→ **Request A**:
List every court case cited by name in the passage on the customs appraisal appeal below.

→ **Passage**:
(begin)

On August 4, 1983, NIAC protested Customs' appraisals of the value of the imported merchandise and requested that Customs issue a ruling holding that the dutiable value of the vehicles should be based on the price paid by NIC to KHI. Customs responded that it "was [initially] refraining from issuing a ruling in this case" because the issue whether the KHI-NIC sales price could represent the "relevant sale for exportation to the United States under 19 U.S.C. § 1401a(b)(1)" was "involved in a case which [was then] currently pending" before the Court of International Trade. That case was American Air Parcel Forwarding Co. Ltd. v. United States, 11 C.I.T. 193, 664 F.Supp. 1434 (1987), rev'd sub nom. E.C. McAfee Co. v. United States, 842 F.2d 314, 6 Fed.Cir. (T) 92 (Fed.Cir.1988).
The entries at issue were finally liquidated in December 1985. Customs adhered to its determination that the transaction value of the imported vehicles was represented by the contract price between the MTA and NIC/NIAC. NIAC commenced an action in the Court of International Trade for reliquidation of the imported vehicles based upon the price paid by NIC to KHI. NIAC argued that this court's decision in McAfee mandates that the appraisal of the value of the imported vehicles be based on the price paid by the middleman to the manufacturer, i.e., the KHI-NIC price.
Before the trial court, the parties filed cross motions for summary judgment on the reliquidation claim. Following the analysis of Brosterhous, Coleman & Co. v. United States, 737 F.Supp. 1197 (Ct. Int'l Trade 1990), the court determined that the contract between the MTA and NIC/NIAC "was the contract which most directly caused the goods to be exported to the United States" and thus held that the value of the vehicles was properly based on the NIC/NIAC-MTA contract price. The court also found that NIAC was not a bona fide buying agent and concluded that a commission paid by NIC to NIAC for procuring American-made components subject to a duty exemption under item 870.00, TSUS could not be deducted from the NIC/NIAC-MTA sales price.
On appeal to this court, NIAC argues that the trial court failed to follow the holding in McAfee that the price of the initial sale from the manufacturer to the middleman must be used for appraisal, not the price of the sale from the middleman to the purchaser. NIAC further contends that the trial court erred in granting the government's counterclaim. We review the trial court's grant of summary judgment for correctness as a matter of law, deciding de novo the proper interpretation of the governing statute and regulations. Guess? Inc. v. United States, 944 F.2d 855, 857 (Fed.Cir.1991).

(end)

→ **Request B**:
In the rows below, format the stretch from the line containing "of the clasped" through the line containing "Query: clasped hand" as a numbered list, leaving out blank lines.

→ **The records**:
(begin)

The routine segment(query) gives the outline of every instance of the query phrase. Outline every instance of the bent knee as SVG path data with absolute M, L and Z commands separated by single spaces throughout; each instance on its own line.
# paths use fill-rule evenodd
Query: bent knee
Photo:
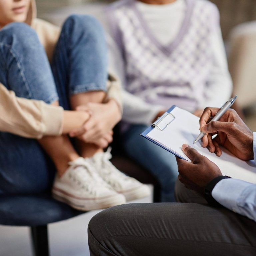
M 103 33 L 103 29 L 100 23 L 94 17 L 88 15 L 73 14 L 66 20 L 63 28 L 86 31 L 92 34 L 97 34 L 99 32 Z
M 7 24 L 0 31 L 0 35 L 2 42 L 5 40 L 5 43 L 10 45 L 24 42 L 27 45 L 31 40 L 39 41 L 35 31 L 24 22 L 12 22 Z

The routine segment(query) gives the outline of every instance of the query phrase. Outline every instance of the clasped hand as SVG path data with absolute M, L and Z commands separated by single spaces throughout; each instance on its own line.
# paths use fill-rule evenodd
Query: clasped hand
M 121 111 L 116 102 L 110 99 L 106 103 L 90 102 L 79 106 L 76 110 L 87 112 L 90 117 L 79 128 L 70 133 L 70 136 L 101 148 L 107 146 L 113 140 L 112 129 L 121 118 Z

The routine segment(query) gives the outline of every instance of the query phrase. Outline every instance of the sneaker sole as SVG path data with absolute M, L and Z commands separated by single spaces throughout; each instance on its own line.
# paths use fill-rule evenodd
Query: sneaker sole
M 130 201 L 142 197 L 145 197 L 150 195 L 151 192 L 147 185 L 142 185 L 135 188 L 128 190 L 118 192 L 123 195 L 127 201 Z
M 85 211 L 109 208 L 126 203 L 125 197 L 119 194 L 97 198 L 84 198 L 56 188 L 53 188 L 52 192 L 53 197 L 56 200 L 65 203 L 77 210 Z

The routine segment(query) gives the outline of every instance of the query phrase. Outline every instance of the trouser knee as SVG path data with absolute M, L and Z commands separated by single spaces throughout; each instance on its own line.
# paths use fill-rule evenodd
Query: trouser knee
M 89 15 L 74 14 L 66 20 L 62 30 L 71 37 L 80 37 L 82 34 L 96 40 L 104 38 L 103 29 L 94 17 Z
M 35 31 L 23 22 L 12 22 L 0 30 L 0 41 L 10 46 L 18 46 L 22 50 L 37 47 L 40 43 Z

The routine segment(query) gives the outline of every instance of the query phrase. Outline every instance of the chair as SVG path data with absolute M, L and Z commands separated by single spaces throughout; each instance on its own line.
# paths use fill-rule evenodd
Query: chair
M 121 154 L 112 161 L 117 168 L 143 183 L 154 185 L 154 201 L 159 201 L 160 189 L 155 179 L 146 171 Z M 48 256 L 47 225 L 84 213 L 57 201 L 48 193 L 0 196 L 0 225 L 30 227 L 36 256 Z
M 47 224 L 84 213 L 50 194 L 0 196 L 0 224 L 29 226 L 35 255 L 49 255 Z

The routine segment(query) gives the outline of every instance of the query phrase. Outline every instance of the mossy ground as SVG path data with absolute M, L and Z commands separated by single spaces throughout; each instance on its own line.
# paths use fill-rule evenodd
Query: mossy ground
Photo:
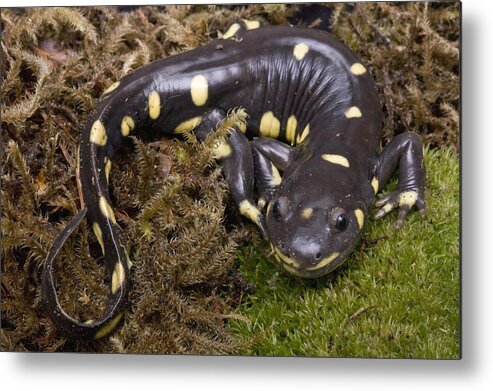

(end)

→ **Result A**:
- American Air Parcel Forwarding Co. Ltd. v. United States
- E.C. McAfee Co. v. United States
- Brosterhous, Coleman & Co. v. United States
- Guess? Inc. v. United States

→ **Result B**:
1. The routine segment(query) gives the outline of every instance of the query phrase. Outline every instance of the clasped hand as SVG path data with absolute M, L and Z commands separated by single spaces throughout; each instance on its own line.
2. # paths use fill-rule evenodd
3. Query: clasped hand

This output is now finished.